_Ausgangstext_.
···
In den Fürbitten der Gottesdienste verschiedener Konfessionen wird häufig um den Frieden in der Welt gebetet. Manchmal konkretisieren die Zelebrantinnen oder Zelebranten dies noch mit der Einladung, für eine bestimmte Krisenregion zu beten. Wenn man die dabei genannten Länder über die Jahre hinweg Revue passieren lässt, mögen einem Menschen Zweifel am Erfolg dieser Gebete kommen.
Immer wieder werden das Heilige Land, der Kongo, Eritrea und Äthiopien, der Sudan, der Nahe und Mittlere Osten und seit 2014 auch die Ukraine in den Fürbitten Gott anvertraut – und doch scheint sich nur wenig zu verbessern, scheinen Hass und Gewalt das letzte Wort zu haben.
Selbst in den Ländern der westlichen Welt nehmen die Spannungen zu; in den USA werden mittlerweile sogar Nationalgarde und Armee in die eigenen Städte entsandt, um die Ziele des Präsidenten zu verwirklichen. Hat unser Gebet also schlicht keine Wirkung, sondern gibt uns nur für einen kurzen Moment das wohlige Gefühl, etwas gegen den Unfrieden in der Welt gesagt zu haben?
···
_Übungsaufgaben_.
• a. Drucke bitte aus dem Text über das Gebet für den Frieden alles von „In den Fürbitten der“ bis hinunter zu „dieser Gebete kommen.“ wortgetreu ab.
• b. Nenne jede Zeile der Datensätze, in der die Zeichenfolge „position“ vorkommt. Groß- und Kleinschreibung ist dabei zu beachten.

_Material zur Aufgabe_.
···
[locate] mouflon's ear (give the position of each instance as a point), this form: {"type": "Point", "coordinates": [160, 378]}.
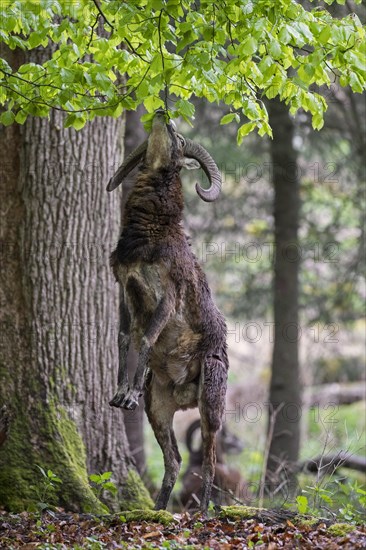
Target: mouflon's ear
{"type": "Point", "coordinates": [191, 164]}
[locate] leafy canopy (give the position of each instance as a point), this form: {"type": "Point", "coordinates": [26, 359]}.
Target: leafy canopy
{"type": "Point", "coordinates": [110, 55]}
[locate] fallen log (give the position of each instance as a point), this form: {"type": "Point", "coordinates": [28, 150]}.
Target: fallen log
{"type": "Point", "coordinates": [328, 464]}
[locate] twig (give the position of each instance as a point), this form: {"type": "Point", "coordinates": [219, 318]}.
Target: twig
{"type": "Point", "coordinates": [272, 421]}
{"type": "Point", "coordinates": [102, 14]}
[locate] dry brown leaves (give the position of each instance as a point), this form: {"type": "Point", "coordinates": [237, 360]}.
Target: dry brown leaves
{"type": "Point", "coordinates": [61, 531]}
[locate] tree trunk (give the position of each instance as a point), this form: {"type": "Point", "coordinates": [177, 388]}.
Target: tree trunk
{"type": "Point", "coordinates": [59, 313]}
{"type": "Point", "coordinates": [285, 394]}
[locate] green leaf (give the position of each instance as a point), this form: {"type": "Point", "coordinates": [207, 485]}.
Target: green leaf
{"type": "Point", "coordinates": [356, 84]}
{"type": "Point", "coordinates": [229, 118]}
{"type": "Point", "coordinates": [275, 49]}
{"type": "Point", "coordinates": [249, 46]}
{"type": "Point", "coordinates": [186, 108]}
{"type": "Point", "coordinates": [244, 131]}
{"type": "Point", "coordinates": [317, 121]}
···
_Lösungsübersicht_.
• a.
In den Fürbitten der Gottesdienste verschiedener Konfessionen wird häufig um den Frieden in der Welt gebetet. Manchmal konkretisieren die Zelebrantinnen oder Zelebranten dies noch mit der Einladung, für eine bestimmte Krisenregion zu beten. Wenn man die dabei genannten Länder über die Jahre hinweg Revue passieren lässt, mögen einem Menschen Zweifel am Erfolg dieser Gebete kommen.

• b.
[locate] mouflon's ear (give the position of each instance as a point), this form: {"type": "Point", "coordinates": [160, 378]}.
[locate] leafy canopy (give the position of each instance as a point), this form: {"type": "Point", "coordinates": [26, 359]}.
[locate] fallen log (give the position of each instance as a point), this form: {"type": "Point", "coordinates": [28, 150]}.
[locate] twig (give the position of each instance as a point), this form: {"type": "Point", "coordinates": [219, 318]}.
[locate] dry brown leaves (give the position of each instance as a point), this form: {"type": "Point", "coordinates": [237, 360]}.
[locate] tree trunk (give the position of each instance as a point), this form: {"type": "Point", "coordinates": [177, 388]}.
[locate] green leaf (give the position of each instance as a point), this form: {"type": "Point", "coordinates": [207, 485]}.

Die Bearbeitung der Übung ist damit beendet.